**Task directions**. Once you reach the line containing "Find the night", write out that line and every remaining line of the records exactly.

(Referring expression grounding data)

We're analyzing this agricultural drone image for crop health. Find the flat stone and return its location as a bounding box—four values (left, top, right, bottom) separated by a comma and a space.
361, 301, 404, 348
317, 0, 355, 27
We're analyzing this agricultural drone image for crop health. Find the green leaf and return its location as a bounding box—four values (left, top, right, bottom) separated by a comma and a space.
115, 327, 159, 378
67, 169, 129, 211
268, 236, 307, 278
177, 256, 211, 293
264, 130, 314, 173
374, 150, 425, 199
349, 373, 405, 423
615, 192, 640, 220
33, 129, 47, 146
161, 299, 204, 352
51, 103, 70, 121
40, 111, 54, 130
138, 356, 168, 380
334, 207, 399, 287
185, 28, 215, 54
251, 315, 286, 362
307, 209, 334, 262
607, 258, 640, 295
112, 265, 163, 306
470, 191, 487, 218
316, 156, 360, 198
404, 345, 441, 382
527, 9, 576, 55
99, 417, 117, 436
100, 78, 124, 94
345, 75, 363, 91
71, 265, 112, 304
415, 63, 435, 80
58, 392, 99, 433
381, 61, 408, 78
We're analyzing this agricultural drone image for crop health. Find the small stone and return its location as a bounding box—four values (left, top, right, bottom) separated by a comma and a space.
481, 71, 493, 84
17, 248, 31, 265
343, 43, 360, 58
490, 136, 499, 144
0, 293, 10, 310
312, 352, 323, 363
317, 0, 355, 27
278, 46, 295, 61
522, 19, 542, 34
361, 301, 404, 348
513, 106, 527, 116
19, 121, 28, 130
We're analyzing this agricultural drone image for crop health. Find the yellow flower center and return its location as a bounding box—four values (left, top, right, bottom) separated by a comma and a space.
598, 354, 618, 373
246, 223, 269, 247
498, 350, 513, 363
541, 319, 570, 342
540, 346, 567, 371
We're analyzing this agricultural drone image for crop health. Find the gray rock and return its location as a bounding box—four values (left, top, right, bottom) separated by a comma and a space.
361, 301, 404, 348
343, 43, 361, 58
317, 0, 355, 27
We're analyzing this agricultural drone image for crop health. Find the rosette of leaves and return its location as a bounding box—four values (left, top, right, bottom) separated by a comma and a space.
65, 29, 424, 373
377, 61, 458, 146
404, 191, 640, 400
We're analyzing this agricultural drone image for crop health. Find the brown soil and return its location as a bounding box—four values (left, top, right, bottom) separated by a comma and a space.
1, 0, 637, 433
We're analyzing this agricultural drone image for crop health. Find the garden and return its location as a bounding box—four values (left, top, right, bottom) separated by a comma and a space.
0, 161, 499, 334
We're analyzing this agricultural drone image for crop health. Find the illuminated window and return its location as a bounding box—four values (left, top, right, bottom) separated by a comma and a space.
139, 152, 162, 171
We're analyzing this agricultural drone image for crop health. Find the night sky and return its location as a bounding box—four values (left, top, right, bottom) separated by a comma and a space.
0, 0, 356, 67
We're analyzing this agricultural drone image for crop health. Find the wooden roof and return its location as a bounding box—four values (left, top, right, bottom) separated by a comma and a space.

**Exercise response**.
We're analyzing this agricultural drone image for crop health. Find the night sky and return its location as a bounding box—four values (left, top, right, bottom) separated by a comma and a space.
0, 0, 356, 67
We're analyzing this agricultural drone image for crop health. Find the wooden roof and return its location as a bounding box—four values (left, top, right, bottom) separated by a comma and a space.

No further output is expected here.